** START OF Exercise material **

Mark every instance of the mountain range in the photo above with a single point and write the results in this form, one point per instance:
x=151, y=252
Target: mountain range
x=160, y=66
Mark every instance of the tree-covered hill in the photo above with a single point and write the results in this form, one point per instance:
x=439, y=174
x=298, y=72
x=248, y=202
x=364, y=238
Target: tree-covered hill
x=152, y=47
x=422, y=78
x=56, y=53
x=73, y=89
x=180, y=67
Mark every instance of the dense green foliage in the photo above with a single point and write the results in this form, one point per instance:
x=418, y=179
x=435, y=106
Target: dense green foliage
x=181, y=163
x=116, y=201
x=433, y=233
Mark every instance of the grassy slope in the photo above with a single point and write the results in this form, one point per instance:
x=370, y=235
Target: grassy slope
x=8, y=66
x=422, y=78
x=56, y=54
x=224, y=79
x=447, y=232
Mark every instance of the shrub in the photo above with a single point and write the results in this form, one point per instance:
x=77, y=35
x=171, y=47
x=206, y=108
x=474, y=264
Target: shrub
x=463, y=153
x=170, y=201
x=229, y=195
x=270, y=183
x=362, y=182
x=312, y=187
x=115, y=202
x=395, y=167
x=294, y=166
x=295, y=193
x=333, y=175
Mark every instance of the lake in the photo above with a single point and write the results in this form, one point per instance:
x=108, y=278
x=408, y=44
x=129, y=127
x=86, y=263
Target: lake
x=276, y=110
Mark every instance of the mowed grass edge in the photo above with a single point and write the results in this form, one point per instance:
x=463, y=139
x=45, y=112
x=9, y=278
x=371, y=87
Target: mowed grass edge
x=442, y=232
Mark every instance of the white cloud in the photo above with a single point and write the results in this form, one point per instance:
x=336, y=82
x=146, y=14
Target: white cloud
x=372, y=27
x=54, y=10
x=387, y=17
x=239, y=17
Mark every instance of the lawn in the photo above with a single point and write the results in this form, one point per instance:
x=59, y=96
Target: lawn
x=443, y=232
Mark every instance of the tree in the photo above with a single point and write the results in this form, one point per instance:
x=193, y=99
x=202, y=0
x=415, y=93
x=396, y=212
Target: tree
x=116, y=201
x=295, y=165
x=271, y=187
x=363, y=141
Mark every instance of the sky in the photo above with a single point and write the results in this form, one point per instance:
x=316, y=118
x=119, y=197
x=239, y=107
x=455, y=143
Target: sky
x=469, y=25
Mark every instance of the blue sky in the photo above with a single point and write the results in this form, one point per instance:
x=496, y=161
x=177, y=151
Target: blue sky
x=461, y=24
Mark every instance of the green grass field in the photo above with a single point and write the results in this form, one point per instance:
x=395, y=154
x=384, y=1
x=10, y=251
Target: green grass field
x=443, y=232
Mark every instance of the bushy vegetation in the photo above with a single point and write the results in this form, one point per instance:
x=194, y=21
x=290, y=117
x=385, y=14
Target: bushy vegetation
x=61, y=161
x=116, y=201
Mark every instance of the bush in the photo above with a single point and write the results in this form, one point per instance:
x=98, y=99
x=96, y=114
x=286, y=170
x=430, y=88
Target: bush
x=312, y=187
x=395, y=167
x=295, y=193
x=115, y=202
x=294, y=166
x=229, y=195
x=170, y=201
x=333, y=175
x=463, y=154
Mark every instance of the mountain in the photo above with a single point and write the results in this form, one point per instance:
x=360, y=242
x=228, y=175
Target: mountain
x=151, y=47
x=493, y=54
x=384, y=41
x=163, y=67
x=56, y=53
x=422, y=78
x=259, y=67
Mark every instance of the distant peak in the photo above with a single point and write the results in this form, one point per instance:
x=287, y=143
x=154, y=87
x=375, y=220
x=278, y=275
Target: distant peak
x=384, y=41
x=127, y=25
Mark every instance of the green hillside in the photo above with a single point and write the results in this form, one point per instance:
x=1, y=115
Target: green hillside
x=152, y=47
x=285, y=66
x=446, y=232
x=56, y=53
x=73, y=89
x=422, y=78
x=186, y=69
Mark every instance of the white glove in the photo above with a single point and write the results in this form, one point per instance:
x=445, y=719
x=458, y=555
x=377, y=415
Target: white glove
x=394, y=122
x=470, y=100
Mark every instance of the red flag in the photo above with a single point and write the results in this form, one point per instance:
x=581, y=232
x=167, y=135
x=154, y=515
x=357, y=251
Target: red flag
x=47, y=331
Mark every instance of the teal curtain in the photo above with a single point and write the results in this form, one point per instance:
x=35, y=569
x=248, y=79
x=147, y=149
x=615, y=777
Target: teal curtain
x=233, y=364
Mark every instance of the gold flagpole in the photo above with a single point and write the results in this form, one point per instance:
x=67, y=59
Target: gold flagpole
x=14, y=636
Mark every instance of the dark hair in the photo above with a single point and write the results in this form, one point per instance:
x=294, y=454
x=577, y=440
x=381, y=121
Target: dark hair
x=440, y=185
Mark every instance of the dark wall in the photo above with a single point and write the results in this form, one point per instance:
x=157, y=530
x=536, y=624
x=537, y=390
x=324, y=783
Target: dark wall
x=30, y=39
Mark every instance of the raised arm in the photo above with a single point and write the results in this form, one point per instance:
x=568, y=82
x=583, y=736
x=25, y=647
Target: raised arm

** END OF Exercise material **

** Problem requirements **
Can you lay out every line of the records above as a Markdown table with the columns Row No. and Line Text, one numbered row per line and no blank lines?

** Answer to the exercise **
| Row No. | Line Text |
|---|---|
| 1 | Mark every instance of the mountain range in the photo above with a single point and write the results in this form, one point per instance: |
| 2 | x=151, y=252 |
| 3 | Target: mountain range |
| 4 | x=160, y=66 |
| 5 | Mark every instance of the tree-covered hill in the photo above with a single point and write the results in this form, one point per instance: |
| 6 | x=439, y=174 |
| 7 | x=298, y=72 |
| 8 | x=248, y=202 |
| 9 | x=364, y=238 |
| 10 | Target: tree-covered hill |
| 11 | x=152, y=47 |
| 12 | x=422, y=78 |
| 13 | x=56, y=53 |
| 14 | x=73, y=89 |
| 15 | x=180, y=67 |
| 16 | Mark every instance of the dense green foliage in the photo above with a single point and write the results in this form, one point per instance: |
| 17 | x=418, y=179 |
| 18 | x=435, y=106 |
| 19 | Target: dense green foliage |
| 20 | x=181, y=163 |
| 21 | x=116, y=201 |
| 22 | x=433, y=233 |
| 23 | Mark every instance of the grassy slope in the photo above with a single point and write the results in this form, one point per instance: |
| 24 | x=370, y=235 |
| 25 | Target: grassy slope |
| 26 | x=8, y=66 |
| 27 | x=422, y=78 |
| 28 | x=56, y=54 |
| 29 | x=224, y=79 |
| 30 | x=447, y=232 |
| 31 | Mark every instance of the shrub in the photo above with a single point and write the results in this form, one point per instance: |
| 32 | x=77, y=35 |
| 33 | x=171, y=47 |
| 34 | x=206, y=108 |
| 35 | x=474, y=264 |
| 36 | Target: shrub |
| 37 | x=463, y=153 |
| 38 | x=170, y=201 |
| 39 | x=229, y=195 |
| 40 | x=270, y=183 |
| 41 | x=362, y=182 |
| 42 | x=312, y=187 |
| 43 | x=115, y=202 |
| 44 | x=395, y=167 |
| 45 | x=294, y=166 |
| 46 | x=295, y=193 |
| 47 | x=333, y=175 |
| 48 | Mark every instance of the lake in the photo above with a single point and write the results in this form, one point per instance: |
| 49 | x=108, y=278 |
| 50 | x=408, y=44 |
| 51 | x=129, y=127 |
| 52 | x=86, y=263 |
| 53 | Target: lake |
| 54 | x=276, y=110 |
| 55 | Mark every instance of the mowed grass edge in the photo above with a single point and write the results in this form, one point per instance: |
| 56 | x=463, y=139 |
| 57 | x=45, y=112 |
| 58 | x=9, y=278 |
| 59 | x=371, y=87 |
| 60 | Target: mowed grass edge |
| 61 | x=442, y=232 |
| 62 | Mark every instance of the white cloud in the photo above with a single point and write the results in this form, one point per instance: |
| 63 | x=336, y=82 |
| 64 | x=146, y=14 |
| 65 | Target: white cloud |
| 66 | x=372, y=27 |
| 67 | x=54, y=10 |
| 68 | x=387, y=17 |
| 69 | x=239, y=17 |
| 70 | Mark every instance of the lawn in the photo above with a single point and write the results in this form, one point per instance: |
| 71 | x=59, y=96 |
| 72 | Target: lawn |
| 73 | x=443, y=232 |
| 74 | Mark every instance of the tree in the photo above with a single point and write the results in this form, one point per instance: |
| 75 | x=193, y=99 |
| 76 | x=202, y=0 |
| 77 | x=415, y=93 |
| 78 | x=396, y=212 |
| 79 | Target: tree |
| 80 | x=116, y=201 |
| 81 | x=295, y=165 |
| 82 | x=271, y=187 |
| 83 | x=363, y=141 |
| 84 | Mark every instance of the sky in the photo above with a single point and write the results in this form, one point per instance: |
| 85 | x=316, y=118 |
| 86 | x=119, y=197 |
| 87 | x=239, y=107 |
| 88 | x=455, y=143 |
| 89 | Target: sky |
| 90 | x=469, y=25 |
| 91 | Mark every instance of the blue sky in the photo above with a single point and write the results in this form, one point per instance: |
| 92 | x=496, y=161 |
| 93 | x=177, y=151 |
| 94 | Target: blue sky |
| 95 | x=461, y=24 |
| 96 | Mark every instance of the green grass field in the photo above with a single point and write the results in this form, one point per instance: |
| 97 | x=395, y=154 |
| 98 | x=384, y=1 |
| 99 | x=10, y=251 |
| 100 | Target: green grass field |
| 101 | x=443, y=232 |
| 102 | Mark every instance of the bushy vegetation in the photo above with a single point and write the results in this form, one point per instance: |
| 103 | x=194, y=21 |
| 104 | x=290, y=117 |
| 105 | x=385, y=14 |
| 106 | Target: bushy vegetation |
| 107 | x=61, y=161 |
| 108 | x=116, y=201 |
| 109 | Mark every instance of the bush in the photo above with a single point and write the results in this form, one point per instance: |
| 110 | x=98, y=99 |
| 111 | x=96, y=114 |
| 112 | x=286, y=170 |
| 113 | x=430, y=88 |
| 114 | Target: bush |
| 115 | x=312, y=187 |
| 116 | x=395, y=167 |
| 117 | x=295, y=193 |
| 118 | x=115, y=202 |
| 119 | x=294, y=166 |
| 120 | x=229, y=195 |
| 121 | x=170, y=201 |
| 122 | x=333, y=175 |
| 123 | x=463, y=154 |
| 124 | Mark every instance of the mountain in the photo above with a single point and write the results in this form, one point per instance: |
| 125 | x=360, y=242 |
| 126 | x=228, y=175 |
| 127 | Target: mountain |
| 128 | x=151, y=47 |
| 129 | x=493, y=54 |
| 130 | x=384, y=41 |
| 131 | x=163, y=67 |
| 132 | x=56, y=53 |
| 133 | x=422, y=78 |
| 134 | x=259, y=67 |
| 135 | Mark every instance of the distant peak in the photo above with a single point and write the results in this form, one point per instance: |
| 136 | x=287, y=143 |
| 137 | x=154, y=87 |
| 138 | x=375, y=220 |
| 139 | x=278, y=275 |
| 140 | Target: distant peak |
| 141 | x=384, y=41 |
| 142 | x=127, y=25 |
| 143 | Mark every instance of the green hillside in the photo above with a single point and write the results in this form, one point per instance: |
| 144 | x=1, y=115 |
| 145 | Target: green hillside |
| 146 | x=152, y=47 |
| 147 | x=285, y=66 |
| 148 | x=446, y=232 |
| 149 | x=56, y=53 |
| 150 | x=73, y=89 |
| 151 | x=422, y=78 |
| 152 | x=186, y=69 |
| 153 | Mark every instance of the white glove in the photo above with a single point and write the results in this form, one point per instance: |
| 154 | x=445, y=719 |
| 155 | x=458, y=555 |
| 156 | x=377, y=415 |
| 157 | Target: white glove |
| 158 | x=394, y=122 |
| 159 | x=470, y=100 |
| 160 | Mark every instance of the red flag in the photo above with a single point and write the results in this form, one point per instance: |
| 161 | x=581, y=232 |
| 162 | x=167, y=135 |
| 163 | x=154, y=515 |
| 164 | x=357, y=251 |
| 165 | Target: red flag |
| 166 | x=47, y=331 |
| 167 | Mark every instance of the teal curtain in the photo above with a single point and write the results in this form, one point per instance: |
| 168 | x=35, y=569 |
| 169 | x=248, y=79 |
| 170 | x=147, y=149 |
| 171 | x=615, y=777 |
| 172 | Target: teal curtain |
| 173 | x=233, y=364 |
| 174 | Mark every instance of the gold flagpole in the photo above with a single point and write the results in this form, one point per instance: |
| 175 | x=67, y=59 |
| 176 | Target: gold flagpole |
| 177 | x=14, y=636 |
| 178 | Mark every instance of the dark hair in the photo above with a single point and write the results in this form, one point per instance: |
| 179 | x=294, y=454 |
| 180 | x=577, y=440 |
| 181 | x=381, y=121 |
| 182 | Target: dark hair |
| 183 | x=440, y=185 |
| 184 | Mark every instance of the dark wall in the photo above with a single point and write the results in this form, one point per instance: |
| 185 | x=157, y=530 |
| 186 | x=536, y=624 |
| 187 | x=537, y=390 |
| 188 | x=324, y=783 |
| 189 | Target: dark wall |
| 190 | x=30, y=39 |
| 191 | Mark every instance of the raised arm in the photo above with a single point and write the results in this form, one point per instance: |
| 192 | x=568, y=82 |
| 193 | x=583, y=736 |
| 194 | x=25, y=647 |
| 195 | Target: raised arm |